At the patrol car, while they waited for the results of checks on Simms' license, registration and outstanding arrest warrants, Munn, Anderson and Simms engaged in conversation about Simms' injury. Simms explained he was headed back to West Palm Beach, Florida after receiving medical treatment at a Veteran's Administration (VA) hospital in Houston. Both officers thought that this sounded a bit fishy. And Simms continued to appear very nervous even after being told that he was only getting a warning citation, which both officers thought was unusual in their experience. Immediately after receiving the results of the checks on Simms' records, but before returning Simms' documents to him, Munn asked Simms if he was transporting contraband and then obtained first oral, then written consent to search the vehicle. After written consent was obtained, the officers returned Simms' documents.
Anderson conducted the search. In the trunk, he found a steel wall that had been covered with carpeting, which extended across the back of the trunk, creating a secret compartment between the rear seat of the passenger compartment and the faux back of the trunk. Simms, when asked, denied any knowledge of work done to his car, which he had purchased only recently. A drug-sniffing dog alerted when it reached the steel wall in the trunk, and Anderson drilled through the wall. The drill bit came out covered with a white substance that field tested positive for cocaine, and Simms was arrested.
The BOLO, as it turns out, had been provided to Anderson by an agent of the Alabama Bureau of Investigation, David Fagan. The BOLO originated from officials in Houston, Texas, who had obtained a state court order allowing a tracking device to be installed on Simms' car. The court order provided that the tracking device could be used legally only within Texas, but it was apparently used to track the vehicle into Alabama, and the BOLO was based partly on information obtained from the tracking device after the vehicle was no longer in Texas. Specifically, a Houston police officer, Genni Ruzzi, who was also on a Drug Enforcement Administration (DEA) task force, had obtained the court order for the tracking device, had tracked Simms' car to Alabama and had then telephoned Sam Houston of the DEA. Houston contacted Fagan and provided him with the vehicle's location and description, which was then passed along to Anderson and subsequently to Munn in the form of the BOLO.2 After Simms was arrested, Fagan arrived on the scene and spent several minutes rummaging around the vehicle, during which time he apparently removed the tracking device.
The court order authorizing the tracking device was obtained pursuant to an investigation of a suspected cocaine distributor, Oscar “Last Name Unknown” (LNU), who was later determined to be Oscar Martinez. A confidential informant (CI) had provided the police with information linking Martinez and Simms. During Simms' stay in the Houston VA hospital, his car was at various times in the hands of Martinez, the CI (who installed the secret compartment) and the DEA (which installed the tracking device).

▸ Extracted information
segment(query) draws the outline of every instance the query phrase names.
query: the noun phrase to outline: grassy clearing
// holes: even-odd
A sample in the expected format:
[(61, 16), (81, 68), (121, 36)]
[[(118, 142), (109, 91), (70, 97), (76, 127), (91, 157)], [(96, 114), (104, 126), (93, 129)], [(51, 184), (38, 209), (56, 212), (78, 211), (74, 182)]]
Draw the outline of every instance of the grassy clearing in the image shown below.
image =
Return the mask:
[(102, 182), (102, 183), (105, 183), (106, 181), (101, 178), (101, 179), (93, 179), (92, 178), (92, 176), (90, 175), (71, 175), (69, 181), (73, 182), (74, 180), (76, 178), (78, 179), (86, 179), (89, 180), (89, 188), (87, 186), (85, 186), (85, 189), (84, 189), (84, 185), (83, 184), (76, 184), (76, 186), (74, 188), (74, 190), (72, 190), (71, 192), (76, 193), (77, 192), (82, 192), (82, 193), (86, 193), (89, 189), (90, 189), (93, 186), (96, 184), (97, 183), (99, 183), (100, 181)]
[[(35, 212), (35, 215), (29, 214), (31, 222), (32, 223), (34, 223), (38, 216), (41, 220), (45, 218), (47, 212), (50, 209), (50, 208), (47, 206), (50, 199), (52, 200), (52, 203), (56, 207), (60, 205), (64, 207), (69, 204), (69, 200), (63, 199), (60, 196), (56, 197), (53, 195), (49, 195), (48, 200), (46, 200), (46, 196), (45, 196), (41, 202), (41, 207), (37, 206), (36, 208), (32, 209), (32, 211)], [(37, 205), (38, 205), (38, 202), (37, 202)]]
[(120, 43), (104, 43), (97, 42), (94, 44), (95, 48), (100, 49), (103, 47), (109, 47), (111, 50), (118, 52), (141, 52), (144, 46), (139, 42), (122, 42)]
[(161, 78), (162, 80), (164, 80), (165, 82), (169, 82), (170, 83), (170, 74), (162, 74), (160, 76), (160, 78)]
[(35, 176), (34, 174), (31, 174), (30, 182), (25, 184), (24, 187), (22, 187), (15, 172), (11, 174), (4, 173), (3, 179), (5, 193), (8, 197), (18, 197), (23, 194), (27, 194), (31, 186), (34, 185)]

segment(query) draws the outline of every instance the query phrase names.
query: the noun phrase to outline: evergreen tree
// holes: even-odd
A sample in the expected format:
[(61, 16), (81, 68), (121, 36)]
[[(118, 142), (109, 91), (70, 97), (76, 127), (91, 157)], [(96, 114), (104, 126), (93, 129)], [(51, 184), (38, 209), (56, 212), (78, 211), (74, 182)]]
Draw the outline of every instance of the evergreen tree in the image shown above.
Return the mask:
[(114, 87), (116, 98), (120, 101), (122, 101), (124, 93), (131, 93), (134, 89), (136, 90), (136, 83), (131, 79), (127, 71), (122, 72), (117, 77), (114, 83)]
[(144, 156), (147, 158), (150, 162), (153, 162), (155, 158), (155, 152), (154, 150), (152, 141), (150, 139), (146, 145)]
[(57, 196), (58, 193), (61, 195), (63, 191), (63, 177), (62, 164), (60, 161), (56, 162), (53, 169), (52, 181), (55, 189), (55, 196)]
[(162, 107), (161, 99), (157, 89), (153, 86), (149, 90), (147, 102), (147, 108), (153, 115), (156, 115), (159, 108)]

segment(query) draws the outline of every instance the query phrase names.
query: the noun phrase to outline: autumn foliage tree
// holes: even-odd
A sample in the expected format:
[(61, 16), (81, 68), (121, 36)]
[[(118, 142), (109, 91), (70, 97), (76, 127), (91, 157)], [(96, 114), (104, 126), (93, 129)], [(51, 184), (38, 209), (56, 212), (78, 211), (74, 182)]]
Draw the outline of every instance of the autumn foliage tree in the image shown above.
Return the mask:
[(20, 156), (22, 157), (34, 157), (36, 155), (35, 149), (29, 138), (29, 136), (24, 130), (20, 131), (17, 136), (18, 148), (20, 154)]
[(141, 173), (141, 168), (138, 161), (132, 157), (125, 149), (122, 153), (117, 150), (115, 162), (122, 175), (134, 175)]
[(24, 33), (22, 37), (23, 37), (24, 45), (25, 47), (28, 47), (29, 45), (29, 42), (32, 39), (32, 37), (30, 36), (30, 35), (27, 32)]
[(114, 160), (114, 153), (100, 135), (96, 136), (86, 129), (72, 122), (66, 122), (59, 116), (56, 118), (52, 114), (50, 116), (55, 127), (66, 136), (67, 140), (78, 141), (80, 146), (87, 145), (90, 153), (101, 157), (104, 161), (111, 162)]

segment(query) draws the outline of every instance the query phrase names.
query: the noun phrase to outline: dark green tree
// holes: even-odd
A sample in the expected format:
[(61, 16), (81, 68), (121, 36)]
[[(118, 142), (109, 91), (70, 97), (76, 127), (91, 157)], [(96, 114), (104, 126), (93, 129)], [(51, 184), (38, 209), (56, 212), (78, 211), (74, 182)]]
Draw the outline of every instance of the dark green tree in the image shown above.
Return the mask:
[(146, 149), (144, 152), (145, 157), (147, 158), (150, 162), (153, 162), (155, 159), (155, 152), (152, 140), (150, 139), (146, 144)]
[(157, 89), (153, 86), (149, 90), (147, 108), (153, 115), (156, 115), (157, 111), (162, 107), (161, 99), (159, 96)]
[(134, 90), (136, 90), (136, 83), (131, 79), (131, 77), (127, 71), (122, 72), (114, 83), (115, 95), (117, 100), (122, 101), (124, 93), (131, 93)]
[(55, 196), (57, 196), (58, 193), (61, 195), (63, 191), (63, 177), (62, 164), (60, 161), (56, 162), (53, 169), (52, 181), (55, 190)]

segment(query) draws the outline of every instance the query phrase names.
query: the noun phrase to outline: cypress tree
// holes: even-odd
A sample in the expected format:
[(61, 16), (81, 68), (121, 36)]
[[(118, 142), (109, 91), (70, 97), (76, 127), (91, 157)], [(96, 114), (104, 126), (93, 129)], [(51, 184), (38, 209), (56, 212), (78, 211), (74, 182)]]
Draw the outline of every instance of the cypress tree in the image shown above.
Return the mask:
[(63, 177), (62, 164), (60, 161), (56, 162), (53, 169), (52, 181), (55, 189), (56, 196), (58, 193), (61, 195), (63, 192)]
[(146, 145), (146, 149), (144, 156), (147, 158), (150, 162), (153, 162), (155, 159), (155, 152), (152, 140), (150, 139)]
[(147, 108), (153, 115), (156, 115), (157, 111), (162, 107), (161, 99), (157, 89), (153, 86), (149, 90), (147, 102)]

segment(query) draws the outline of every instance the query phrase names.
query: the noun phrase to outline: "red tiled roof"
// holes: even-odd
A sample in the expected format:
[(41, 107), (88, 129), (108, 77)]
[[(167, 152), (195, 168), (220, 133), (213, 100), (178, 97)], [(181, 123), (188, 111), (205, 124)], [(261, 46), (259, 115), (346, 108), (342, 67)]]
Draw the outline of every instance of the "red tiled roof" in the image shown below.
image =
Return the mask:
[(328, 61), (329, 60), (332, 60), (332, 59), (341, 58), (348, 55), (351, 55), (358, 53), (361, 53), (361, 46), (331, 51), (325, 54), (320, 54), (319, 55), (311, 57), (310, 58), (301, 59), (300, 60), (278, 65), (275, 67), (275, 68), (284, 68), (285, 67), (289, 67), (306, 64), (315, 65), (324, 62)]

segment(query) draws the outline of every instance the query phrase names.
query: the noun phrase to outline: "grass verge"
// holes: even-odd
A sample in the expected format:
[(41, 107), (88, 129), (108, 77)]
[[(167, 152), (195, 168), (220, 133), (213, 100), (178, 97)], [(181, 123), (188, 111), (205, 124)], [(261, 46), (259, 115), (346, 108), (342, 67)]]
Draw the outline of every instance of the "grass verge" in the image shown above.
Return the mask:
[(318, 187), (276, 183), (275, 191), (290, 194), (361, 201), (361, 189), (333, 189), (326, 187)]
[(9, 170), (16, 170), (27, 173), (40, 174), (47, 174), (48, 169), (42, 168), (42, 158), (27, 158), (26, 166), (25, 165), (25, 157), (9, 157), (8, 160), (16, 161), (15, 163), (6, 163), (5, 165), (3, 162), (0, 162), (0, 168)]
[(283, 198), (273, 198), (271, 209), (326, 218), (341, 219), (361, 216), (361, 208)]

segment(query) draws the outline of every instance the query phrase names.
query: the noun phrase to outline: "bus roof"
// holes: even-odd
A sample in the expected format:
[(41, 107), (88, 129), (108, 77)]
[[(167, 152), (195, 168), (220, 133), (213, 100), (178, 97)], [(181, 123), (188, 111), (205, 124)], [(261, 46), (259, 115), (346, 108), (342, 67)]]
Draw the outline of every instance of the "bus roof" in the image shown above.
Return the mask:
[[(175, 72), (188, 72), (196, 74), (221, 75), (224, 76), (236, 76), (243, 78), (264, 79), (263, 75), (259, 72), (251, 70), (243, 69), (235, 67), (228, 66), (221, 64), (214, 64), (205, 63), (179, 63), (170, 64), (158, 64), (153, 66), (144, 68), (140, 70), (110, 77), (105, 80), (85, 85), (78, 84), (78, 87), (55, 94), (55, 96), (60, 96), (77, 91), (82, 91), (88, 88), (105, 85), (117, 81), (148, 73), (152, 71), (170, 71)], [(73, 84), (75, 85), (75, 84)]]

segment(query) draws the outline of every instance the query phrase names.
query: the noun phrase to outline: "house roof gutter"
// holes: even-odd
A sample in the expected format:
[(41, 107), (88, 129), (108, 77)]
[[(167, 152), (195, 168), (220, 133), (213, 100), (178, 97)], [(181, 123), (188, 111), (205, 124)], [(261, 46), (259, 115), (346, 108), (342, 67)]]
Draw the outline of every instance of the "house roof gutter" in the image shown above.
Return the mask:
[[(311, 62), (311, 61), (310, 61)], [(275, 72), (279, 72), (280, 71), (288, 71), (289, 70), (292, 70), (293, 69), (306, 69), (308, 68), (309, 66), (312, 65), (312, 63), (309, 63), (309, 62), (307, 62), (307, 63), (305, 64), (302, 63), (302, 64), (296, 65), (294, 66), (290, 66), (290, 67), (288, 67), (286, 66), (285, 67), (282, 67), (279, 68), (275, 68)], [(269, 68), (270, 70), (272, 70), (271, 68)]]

▸ What this exercise asks
a - Answer these questions from the Simms traffic-stop excerpt:
(i) Which city did Simms say he was headed back to?
(ii) What did the white substance on the drill bit field test positive for?
(iii) Who installed the secret compartment in Simms' car?
b - Return the portion of the Simms traffic-stop excerpt from "The court order authorizing" up to and including "the tracking device).", copied word for word.

▸ Numbered responses
a -
(i) West Palm Beach, Florida
(ii) Cocaine
(iii) The confidential informant (CI)

b -
The court order authorizing the tracking device was obtained pursuant to an investigation of a suspected cocaine distributor, Oscar “Last Name Unknown” (LNU), who was later determined to be Oscar Martinez. A confidential informant (CI) had provided the police with information linking Martinez and Simms. During Simms' stay in the Houston VA hospital, his car was at various times in the hands of Martinez, the CI (who installed the secret compartment) and the DEA (which installed the tracking device).